● Task item: Your response should be the complete listing, returned exactly as written.

● Excerpted data:

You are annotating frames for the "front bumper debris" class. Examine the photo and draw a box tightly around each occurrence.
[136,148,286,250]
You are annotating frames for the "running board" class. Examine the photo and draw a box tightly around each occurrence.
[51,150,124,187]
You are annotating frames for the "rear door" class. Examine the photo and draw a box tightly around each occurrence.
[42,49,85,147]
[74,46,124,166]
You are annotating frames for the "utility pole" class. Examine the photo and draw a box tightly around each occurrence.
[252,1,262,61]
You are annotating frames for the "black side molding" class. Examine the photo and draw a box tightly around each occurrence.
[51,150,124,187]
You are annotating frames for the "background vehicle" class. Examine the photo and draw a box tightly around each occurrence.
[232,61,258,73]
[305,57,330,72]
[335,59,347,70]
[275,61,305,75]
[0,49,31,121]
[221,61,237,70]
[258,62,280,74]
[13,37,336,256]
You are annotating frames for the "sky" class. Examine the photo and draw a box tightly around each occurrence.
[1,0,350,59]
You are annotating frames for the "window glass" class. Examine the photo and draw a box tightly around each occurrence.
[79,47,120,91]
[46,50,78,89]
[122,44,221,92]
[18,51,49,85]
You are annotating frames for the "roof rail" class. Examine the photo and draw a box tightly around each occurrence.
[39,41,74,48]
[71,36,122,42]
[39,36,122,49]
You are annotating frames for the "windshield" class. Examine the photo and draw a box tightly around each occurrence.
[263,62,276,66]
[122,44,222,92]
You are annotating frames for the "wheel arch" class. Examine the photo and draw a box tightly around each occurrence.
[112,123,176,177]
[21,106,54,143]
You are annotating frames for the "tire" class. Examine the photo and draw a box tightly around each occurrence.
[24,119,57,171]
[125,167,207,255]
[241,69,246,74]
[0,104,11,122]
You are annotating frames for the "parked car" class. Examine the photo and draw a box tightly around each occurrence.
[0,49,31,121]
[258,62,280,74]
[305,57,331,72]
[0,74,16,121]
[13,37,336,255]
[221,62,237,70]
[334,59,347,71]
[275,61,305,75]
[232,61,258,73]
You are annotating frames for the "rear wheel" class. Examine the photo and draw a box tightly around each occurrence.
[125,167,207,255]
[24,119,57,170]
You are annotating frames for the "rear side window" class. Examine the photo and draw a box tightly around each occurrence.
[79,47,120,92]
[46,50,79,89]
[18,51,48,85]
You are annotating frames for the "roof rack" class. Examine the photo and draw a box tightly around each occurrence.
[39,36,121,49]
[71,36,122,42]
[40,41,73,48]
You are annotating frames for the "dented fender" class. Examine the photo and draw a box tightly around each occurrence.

● Result of this task:
You are annotating frames for the "front bumper debris" class. Examine the photo and draw a box tightly around each occurrence.
[136,148,286,250]
You are annotating frames for the "running board" class. Examine the photo and draw a box tightly around each occurrence.
[51,150,124,187]
You are annotating frames for the "rear door" class. Examine the photo and draw a box tightly around each occurrence.
[42,49,85,147]
[74,46,124,166]
You are annotating frames for the "utility pole" class. Examine the photo and draw a box tightly around each occurrence.
[252,1,262,61]
You are annotating frames for the "black side molding" class. Examine the photo and draw a box tightly around each occurrence.
[51,150,124,187]
You are annotating frames for the "background vehicle" class. Examine the photo and draw a box tightly around each occurrence.
[232,61,258,73]
[305,57,330,72]
[335,59,347,70]
[275,61,305,75]
[0,49,31,121]
[221,61,237,70]
[258,62,280,74]
[13,37,336,256]
You are annotating frames for the "sky" class. Examine the photo and draw a box tightly around each occurrence.
[1,0,350,59]
You are annotating frames for the "window glass" class. Examine the photo and draw a box tightly around each occurrence.
[79,47,120,91]
[46,50,78,89]
[122,44,221,92]
[18,51,49,85]
You are annotating frames for the "roof rail" class. Examine the photo and draw a box tightly around each occurrence.
[39,41,74,48]
[71,36,122,42]
[39,36,122,49]
You are annotating frames for the "windshield" class. Examine the photo and draw a box tightly around each occurrence.
[263,62,276,66]
[122,44,222,92]
You are annotating frames for the "wheel arch" class. Examine the photo and draw a box tightly around each occurrence.
[112,123,176,177]
[21,106,54,143]
You are annotating frames for the "tire" class. Examine the photo and draw a box tightly around each occurrence.
[24,119,57,171]
[125,167,207,255]
[241,69,246,74]
[0,104,11,122]
You are annotating frames for the "parked car" class. Examine the photo and draw a box tightly around each occurrence.
[0,49,31,121]
[258,62,280,74]
[305,57,331,72]
[0,74,16,121]
[13,37,336,255]
[221,62,237,70]
[334,59,347,71]
[275,61,305,75]
[232,61,258,73]
You are annotating frames for the "rear wheel" class. Examine the photo and draw a box tightly around each occurrence.
[125,167,207,255]
[24,119,57,170]
You are annotating frames for the "rear side window" class. Examine the photo and draw a box tightly around each occurrence.
[79,47,120,92]
[46,50,79,89]
[18,51,48,85]
You are annotating frames for the "roof rack" class. Examine the photo and draw a box tightly around each occurrence.
[39,36,121,49]
[71,36,122,42]
[40,41,73,48]
You are annotating frames for the "dented fender" class. Examine the photo and draw a box tightly around each occurrence.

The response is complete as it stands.